* START Extract provided *

Thread-Safety Best Practices for ThemisDB

Date: 2026-01-05
Purpose: Guidelines for thread-safe development in ThemisDB

Overview

This document provides best practices for thread-safe code development in ThemisDB. Following these guidelines helps prevent race conditions and ensures robust concurrent operation.

Core Principles

1. RAII for Resource Management

Always use RAII (Resource Acquisition Is Initialization) for managing resources:

// ✅ Good: RAII with std::lock_guard
void safeOperation() {
    std::lock_guard<std::mutex> lock(mutex_);
    // Critical section - lock automatically released
}

// ❌ Bad: Manual locking
void unsafeOperation() {
    mutex_.lock();
    // If exception thrown, mutex never unlocked!
    mutex_.unlock();
}

Use smart pointers for automatic memory management:

// ✅ Good: unique_ptr for automatic cleanup
std::unique_ptr<Iterator> it(db->NewIterator());
// No need to delete - automatic cleanup

// ❌ Bad: Raw pointer
Iterator* it = db->NewIterator();
delete it; // Easy to forget or miss in exception paths

2. Atomic Operations for Lock-Free State

Use std::atomic for simple state variables that need thread-safe access:

// ✅ Good: Atomic for simple state
std::atomic<bool> finished_{false};

bool tryFinish() {
    bool expected = false;
    return finished_.compare_exchange_strong(expected, true);
}

// ❌ Bad: Bool with mutex (overkill for simple state)
std::mutex mutex_;
bool finished_ = false;

bool tryFinish() {
    std::lock_guard<std::mutex> lock(mutex_);
    if (finished_) return false;
    finished_ = true;
    return true;
}

3. Minimize Lock Scope

Keep critical sections as small as possible:

// ✅ Good: Copy data under lock, process outside
std::vector<Item> getItems() {
    std::vector<Item> result;
    {
        std::lock_guard<std::mutex> lock(mutex_);
        result = items_; // Quick copy under lock
    }
    // Expensive processing outside lock
    std::sort(result.begin(), result.end());
    return result;
}

// ❌ Bad: Hold lock during expensive operation
std::vector<Item> getItems() {
    std::lock_guard<std::mutex> lock(mutex_);
    std::vector<Item> result = items_;
    std::sort(result.begin(), result.end()); // Blocks other threads!

* END Extract provided *
* START Stored data *

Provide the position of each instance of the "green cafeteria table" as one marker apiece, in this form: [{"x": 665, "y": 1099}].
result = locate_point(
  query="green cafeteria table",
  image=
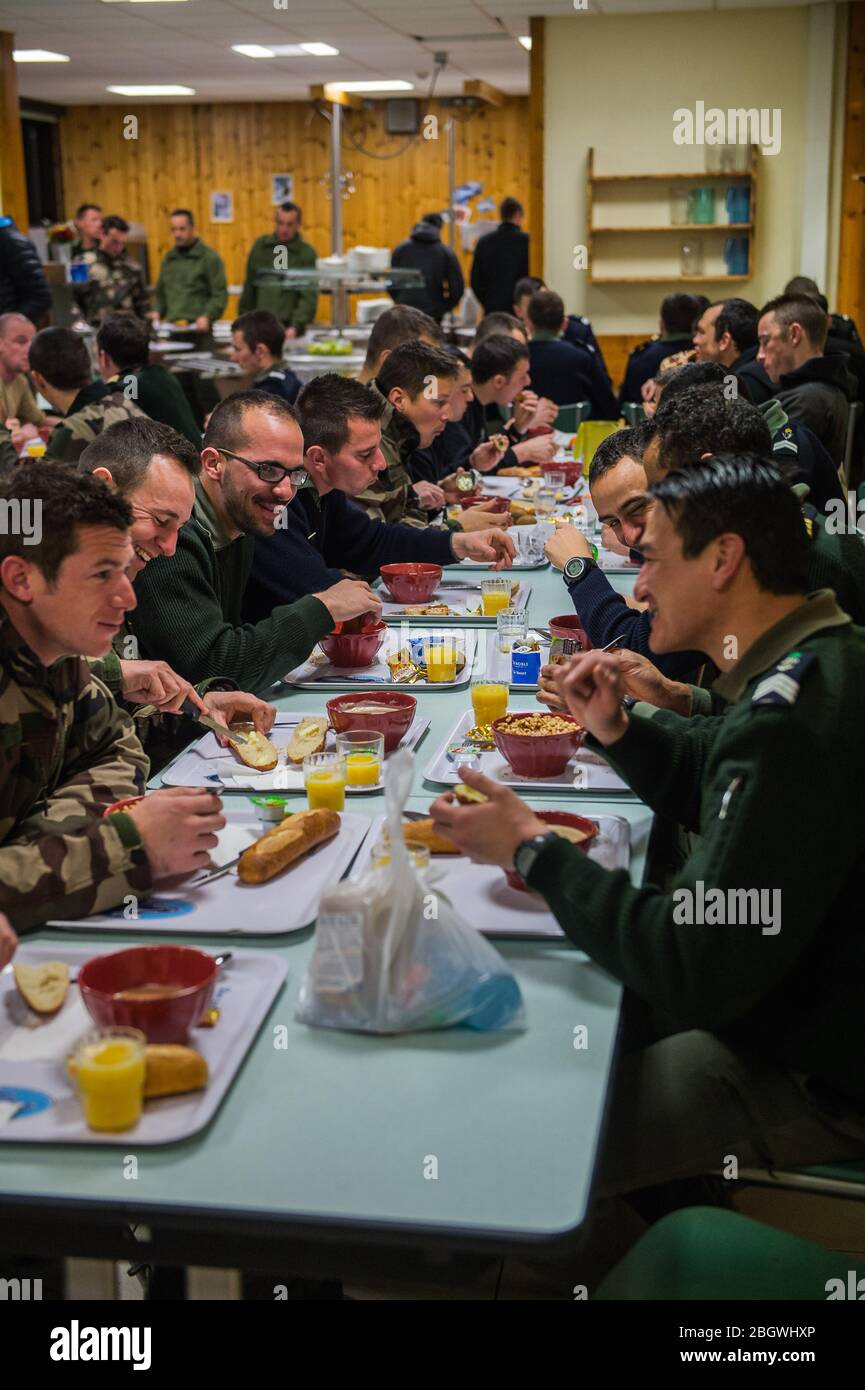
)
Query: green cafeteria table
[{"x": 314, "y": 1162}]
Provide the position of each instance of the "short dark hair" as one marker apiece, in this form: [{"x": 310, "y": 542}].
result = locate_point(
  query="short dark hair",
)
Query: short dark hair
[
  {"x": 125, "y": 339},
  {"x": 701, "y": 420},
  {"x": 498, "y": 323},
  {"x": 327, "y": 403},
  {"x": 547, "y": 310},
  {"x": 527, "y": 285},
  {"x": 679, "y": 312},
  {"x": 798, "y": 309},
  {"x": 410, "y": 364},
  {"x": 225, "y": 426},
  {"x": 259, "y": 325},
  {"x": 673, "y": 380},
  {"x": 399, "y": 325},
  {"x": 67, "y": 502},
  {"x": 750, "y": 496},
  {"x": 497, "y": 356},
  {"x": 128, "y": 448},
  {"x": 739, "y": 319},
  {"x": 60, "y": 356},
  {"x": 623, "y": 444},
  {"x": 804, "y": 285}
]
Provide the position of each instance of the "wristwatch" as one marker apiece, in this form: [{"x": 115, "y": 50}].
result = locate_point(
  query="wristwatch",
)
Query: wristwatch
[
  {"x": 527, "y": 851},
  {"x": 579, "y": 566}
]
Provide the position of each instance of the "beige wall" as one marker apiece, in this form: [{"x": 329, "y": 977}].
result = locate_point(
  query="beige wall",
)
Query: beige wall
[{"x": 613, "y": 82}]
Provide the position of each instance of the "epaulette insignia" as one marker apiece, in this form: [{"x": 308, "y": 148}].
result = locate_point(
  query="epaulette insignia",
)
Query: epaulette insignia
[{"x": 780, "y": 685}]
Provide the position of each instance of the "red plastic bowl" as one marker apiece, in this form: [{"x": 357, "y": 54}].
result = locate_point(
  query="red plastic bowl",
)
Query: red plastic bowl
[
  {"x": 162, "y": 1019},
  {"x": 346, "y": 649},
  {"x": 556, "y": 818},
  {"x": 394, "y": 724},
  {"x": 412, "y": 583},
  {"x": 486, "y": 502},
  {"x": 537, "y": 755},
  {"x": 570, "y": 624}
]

* END Stored data *
* START Stored data *

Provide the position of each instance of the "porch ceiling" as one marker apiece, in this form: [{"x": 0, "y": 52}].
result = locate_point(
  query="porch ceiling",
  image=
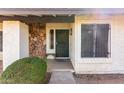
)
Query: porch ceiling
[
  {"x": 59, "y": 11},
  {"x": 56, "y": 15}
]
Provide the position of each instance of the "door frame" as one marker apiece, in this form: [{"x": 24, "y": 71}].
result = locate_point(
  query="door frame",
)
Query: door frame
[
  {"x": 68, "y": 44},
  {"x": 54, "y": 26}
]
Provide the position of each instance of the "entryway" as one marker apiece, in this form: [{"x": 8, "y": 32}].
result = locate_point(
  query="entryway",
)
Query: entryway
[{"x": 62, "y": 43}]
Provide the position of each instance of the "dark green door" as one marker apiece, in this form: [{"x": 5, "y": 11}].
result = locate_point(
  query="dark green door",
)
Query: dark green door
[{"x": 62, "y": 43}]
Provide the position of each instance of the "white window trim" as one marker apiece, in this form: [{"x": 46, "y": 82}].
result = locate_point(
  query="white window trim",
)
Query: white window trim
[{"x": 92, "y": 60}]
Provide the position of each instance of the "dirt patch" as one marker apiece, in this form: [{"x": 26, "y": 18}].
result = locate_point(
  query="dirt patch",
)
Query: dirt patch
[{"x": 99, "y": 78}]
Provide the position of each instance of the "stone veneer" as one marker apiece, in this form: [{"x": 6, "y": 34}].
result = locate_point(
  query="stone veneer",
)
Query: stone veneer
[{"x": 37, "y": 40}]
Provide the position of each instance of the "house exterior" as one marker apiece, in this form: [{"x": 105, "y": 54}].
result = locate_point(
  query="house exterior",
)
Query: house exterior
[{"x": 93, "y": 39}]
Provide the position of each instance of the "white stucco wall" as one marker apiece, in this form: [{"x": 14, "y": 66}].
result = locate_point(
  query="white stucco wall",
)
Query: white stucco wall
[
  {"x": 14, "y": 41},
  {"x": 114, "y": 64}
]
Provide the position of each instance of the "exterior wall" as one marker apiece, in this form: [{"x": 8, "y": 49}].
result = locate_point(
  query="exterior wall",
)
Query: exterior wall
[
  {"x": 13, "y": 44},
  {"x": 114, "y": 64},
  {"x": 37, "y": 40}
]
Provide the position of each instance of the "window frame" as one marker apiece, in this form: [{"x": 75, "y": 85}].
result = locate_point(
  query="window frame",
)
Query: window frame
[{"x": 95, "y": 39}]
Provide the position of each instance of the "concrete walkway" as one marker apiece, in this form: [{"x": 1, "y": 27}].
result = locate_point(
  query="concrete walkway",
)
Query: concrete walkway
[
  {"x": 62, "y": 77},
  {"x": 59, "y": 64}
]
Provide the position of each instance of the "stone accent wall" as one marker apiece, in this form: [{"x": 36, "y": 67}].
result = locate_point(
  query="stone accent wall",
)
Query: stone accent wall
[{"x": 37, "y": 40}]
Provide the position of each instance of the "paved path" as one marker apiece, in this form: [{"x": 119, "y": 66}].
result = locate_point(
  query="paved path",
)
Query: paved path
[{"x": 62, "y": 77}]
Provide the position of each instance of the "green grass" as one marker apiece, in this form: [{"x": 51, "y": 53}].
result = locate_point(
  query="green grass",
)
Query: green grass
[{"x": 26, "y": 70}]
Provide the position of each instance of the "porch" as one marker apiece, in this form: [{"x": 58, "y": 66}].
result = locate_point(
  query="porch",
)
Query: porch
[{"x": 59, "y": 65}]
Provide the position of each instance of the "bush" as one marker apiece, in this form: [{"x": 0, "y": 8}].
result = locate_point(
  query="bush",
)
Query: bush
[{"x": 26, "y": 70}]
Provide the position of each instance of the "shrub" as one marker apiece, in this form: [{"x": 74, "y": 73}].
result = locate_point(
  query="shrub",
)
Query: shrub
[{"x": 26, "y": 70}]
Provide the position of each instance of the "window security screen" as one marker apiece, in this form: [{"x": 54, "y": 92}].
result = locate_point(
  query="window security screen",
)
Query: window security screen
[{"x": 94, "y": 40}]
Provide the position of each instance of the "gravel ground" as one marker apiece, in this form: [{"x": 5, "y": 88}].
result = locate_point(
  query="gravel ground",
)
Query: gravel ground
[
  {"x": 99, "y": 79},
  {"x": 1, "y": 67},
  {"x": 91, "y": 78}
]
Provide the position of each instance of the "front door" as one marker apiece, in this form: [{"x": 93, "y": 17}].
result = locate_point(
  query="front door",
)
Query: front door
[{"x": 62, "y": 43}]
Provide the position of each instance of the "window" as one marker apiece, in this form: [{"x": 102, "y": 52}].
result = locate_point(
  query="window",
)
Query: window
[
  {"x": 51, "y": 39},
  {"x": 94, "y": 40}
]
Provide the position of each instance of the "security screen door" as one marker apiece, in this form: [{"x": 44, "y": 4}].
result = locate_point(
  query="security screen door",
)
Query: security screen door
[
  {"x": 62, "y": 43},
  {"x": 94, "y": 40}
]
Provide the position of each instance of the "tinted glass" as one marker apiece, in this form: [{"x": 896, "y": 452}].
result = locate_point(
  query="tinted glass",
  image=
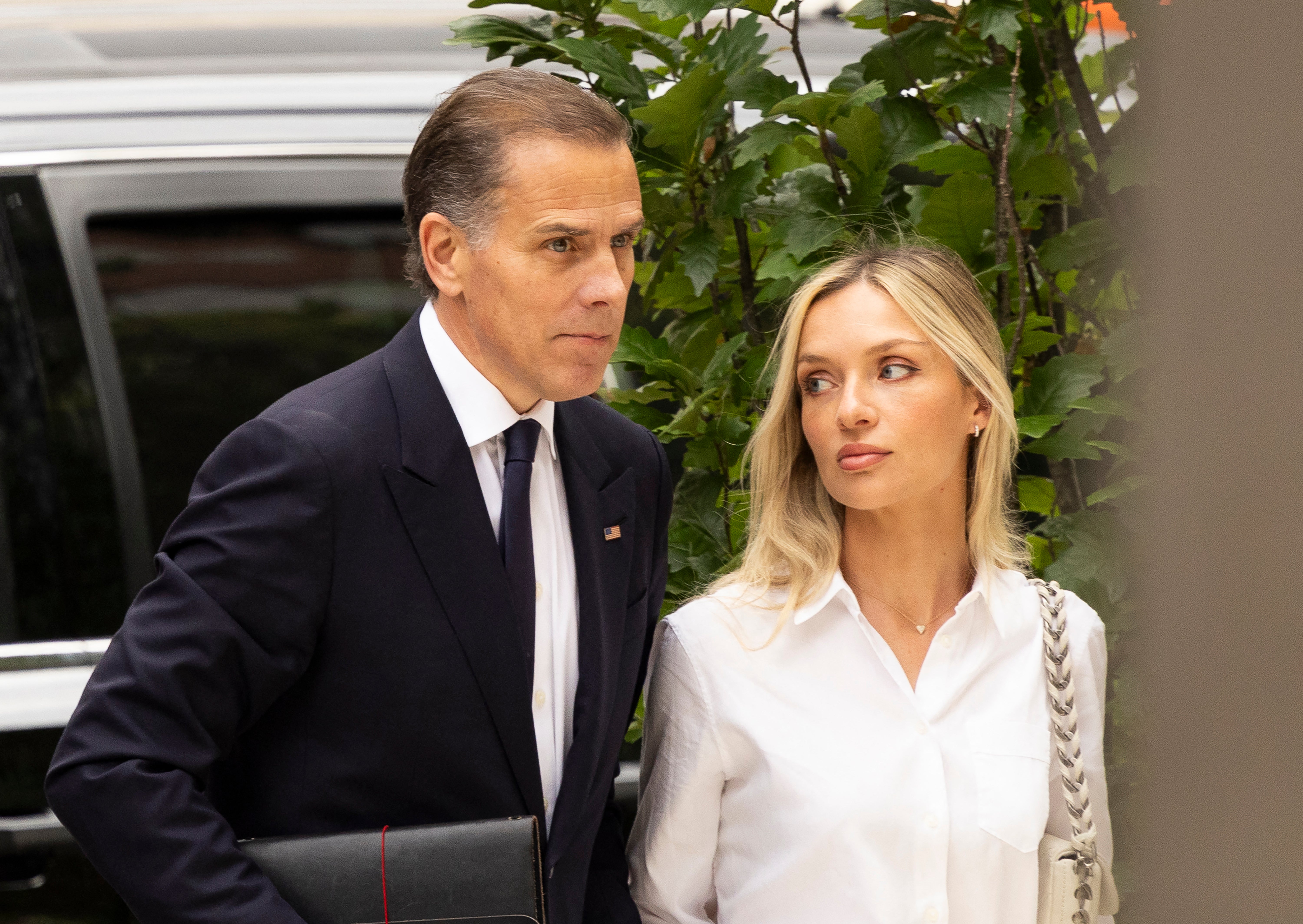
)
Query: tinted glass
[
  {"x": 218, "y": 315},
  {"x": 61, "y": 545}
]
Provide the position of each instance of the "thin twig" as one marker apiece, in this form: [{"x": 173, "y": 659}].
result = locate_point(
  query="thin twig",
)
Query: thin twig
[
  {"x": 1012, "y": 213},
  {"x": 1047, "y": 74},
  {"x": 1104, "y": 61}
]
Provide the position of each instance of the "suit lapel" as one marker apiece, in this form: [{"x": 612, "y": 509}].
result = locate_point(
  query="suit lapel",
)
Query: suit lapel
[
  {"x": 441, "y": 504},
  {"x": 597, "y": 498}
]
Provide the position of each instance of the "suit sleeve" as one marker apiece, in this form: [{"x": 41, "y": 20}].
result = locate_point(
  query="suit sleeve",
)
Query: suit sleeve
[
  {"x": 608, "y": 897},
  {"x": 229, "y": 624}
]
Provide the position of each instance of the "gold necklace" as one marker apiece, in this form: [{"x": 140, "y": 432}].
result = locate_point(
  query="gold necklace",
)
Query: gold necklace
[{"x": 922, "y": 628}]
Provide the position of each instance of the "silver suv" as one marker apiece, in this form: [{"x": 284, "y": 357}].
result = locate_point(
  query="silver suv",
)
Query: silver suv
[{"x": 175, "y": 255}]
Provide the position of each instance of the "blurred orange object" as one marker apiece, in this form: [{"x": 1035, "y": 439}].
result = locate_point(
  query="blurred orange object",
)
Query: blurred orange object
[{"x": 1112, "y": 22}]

* END Stored data *
* START Stored data *

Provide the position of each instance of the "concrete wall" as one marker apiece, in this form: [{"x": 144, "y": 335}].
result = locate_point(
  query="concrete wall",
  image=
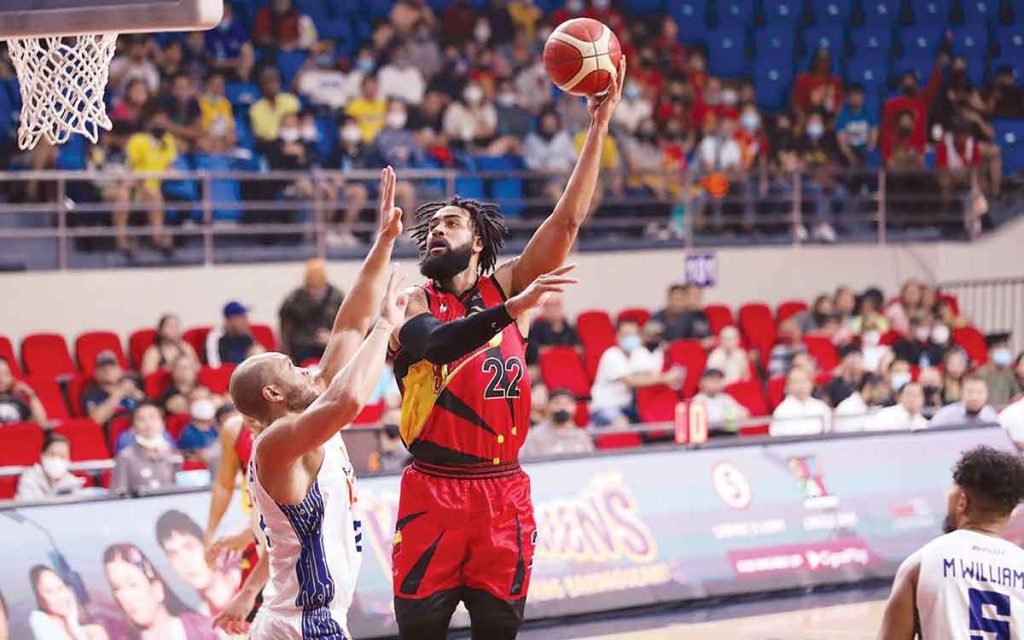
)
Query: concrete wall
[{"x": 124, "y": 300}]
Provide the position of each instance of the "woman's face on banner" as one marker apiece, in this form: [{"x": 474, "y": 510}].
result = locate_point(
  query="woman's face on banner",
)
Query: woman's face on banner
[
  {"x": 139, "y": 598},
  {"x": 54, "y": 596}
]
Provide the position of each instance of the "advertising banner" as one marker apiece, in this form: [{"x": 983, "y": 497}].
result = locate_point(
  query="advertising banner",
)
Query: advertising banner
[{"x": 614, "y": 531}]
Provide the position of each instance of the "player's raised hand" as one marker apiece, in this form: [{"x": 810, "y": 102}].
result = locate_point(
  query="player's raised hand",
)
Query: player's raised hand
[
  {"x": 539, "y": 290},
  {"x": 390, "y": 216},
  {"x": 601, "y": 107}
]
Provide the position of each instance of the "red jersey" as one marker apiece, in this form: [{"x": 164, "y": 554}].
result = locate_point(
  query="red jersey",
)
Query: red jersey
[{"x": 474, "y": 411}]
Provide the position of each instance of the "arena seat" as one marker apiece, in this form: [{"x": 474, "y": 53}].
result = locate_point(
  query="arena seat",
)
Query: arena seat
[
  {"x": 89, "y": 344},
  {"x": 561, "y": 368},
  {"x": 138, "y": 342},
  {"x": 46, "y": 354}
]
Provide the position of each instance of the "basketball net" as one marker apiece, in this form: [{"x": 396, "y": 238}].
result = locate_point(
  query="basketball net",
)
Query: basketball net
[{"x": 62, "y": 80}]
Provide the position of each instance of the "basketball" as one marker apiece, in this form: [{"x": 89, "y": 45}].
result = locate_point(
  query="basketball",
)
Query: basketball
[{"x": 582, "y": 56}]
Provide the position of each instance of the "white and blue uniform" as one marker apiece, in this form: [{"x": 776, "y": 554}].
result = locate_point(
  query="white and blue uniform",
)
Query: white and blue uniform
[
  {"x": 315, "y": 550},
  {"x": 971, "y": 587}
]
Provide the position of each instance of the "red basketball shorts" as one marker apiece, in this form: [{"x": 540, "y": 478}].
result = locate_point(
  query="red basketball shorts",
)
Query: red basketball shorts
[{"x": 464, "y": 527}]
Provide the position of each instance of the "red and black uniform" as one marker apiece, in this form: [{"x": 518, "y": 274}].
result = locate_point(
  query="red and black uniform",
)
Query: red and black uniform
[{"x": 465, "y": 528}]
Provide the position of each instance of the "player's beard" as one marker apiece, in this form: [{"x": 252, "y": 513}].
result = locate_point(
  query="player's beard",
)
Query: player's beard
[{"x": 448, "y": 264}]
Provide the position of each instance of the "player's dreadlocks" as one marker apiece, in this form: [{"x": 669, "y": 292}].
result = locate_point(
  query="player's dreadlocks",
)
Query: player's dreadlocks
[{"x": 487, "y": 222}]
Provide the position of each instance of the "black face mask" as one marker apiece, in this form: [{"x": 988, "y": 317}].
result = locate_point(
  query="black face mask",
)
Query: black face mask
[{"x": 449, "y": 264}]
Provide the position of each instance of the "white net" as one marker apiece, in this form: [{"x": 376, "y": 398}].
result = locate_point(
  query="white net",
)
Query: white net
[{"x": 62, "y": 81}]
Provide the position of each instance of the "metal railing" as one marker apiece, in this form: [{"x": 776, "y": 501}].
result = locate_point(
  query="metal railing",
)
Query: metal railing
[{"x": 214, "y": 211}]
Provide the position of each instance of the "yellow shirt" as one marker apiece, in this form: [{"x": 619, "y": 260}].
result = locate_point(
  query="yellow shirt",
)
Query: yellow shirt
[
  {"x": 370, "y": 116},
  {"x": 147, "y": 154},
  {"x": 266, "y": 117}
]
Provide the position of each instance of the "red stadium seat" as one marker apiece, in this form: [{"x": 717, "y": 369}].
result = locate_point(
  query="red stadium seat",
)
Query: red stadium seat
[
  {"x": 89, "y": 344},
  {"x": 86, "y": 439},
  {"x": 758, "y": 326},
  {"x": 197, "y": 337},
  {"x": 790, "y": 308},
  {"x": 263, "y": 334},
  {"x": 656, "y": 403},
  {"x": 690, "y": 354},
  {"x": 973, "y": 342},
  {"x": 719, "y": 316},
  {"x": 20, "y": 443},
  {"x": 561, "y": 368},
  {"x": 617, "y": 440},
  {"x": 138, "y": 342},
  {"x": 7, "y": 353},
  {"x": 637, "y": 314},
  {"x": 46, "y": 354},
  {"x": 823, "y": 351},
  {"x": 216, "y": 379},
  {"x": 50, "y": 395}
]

* END Stored data *

Actions to take:
- a) Reproduce the passage of the ThemisDB thread-safety guide starting with "1. RAII for" and going on through "mutex never unlocked!".
- b) Pick up the ThemisDB thread-safety guide after its final line and continue writing it.

Task responses:
- a)
1. RAII for Resource Management

Always use RAII (Resource Acquisition Is Initialization) for managing resources:

// ✅ Good: RAII with std::lock_guard
void safeOperation() {
    std::lock_guard<std::mutex> lock(mutex_);
    // Critical section - lock automatically released
}

// ❌ Bad: Manual locking
void unsafeOperation() {
    mutex_.lock();
    // If exception thrown, mutex never unlocked!

- b)
    return result;
}

4. Document Thread-Safety Guarantees

Always document thread-safety in header files:

/**
 * @brief Process data concurrently
 * 
 * Thread-safety: This method is thread-safe and can be called
 * concurrently from multiple threads. Internal synchronization
 * is handled automatically.
 */
void process();

/**
 * @brief Configure settings
 * 
 * Thread-safety: NOT thread-safe. Must be called before starting
 * worker threads or protected by external synchronization.
 */
void configure();

Component-Specific Guidelines

RocksDB Operations

Lifecycle Management:

// ✅ Good: Reference counting for long-lived operations
class OperationGuard {
    const Wrapper* wrapper_;
public:
    OperationGuard(const Wrapper* w) : wrapper_(w) {
        wrapper_->incrementActiveOps();
    }
    ~OperationGuard() {
        wrapper_->decrementActiveOps();
    }
};

void scan() {
    OperationGuard guard(this);
    // Safe to use database - guard prevents close()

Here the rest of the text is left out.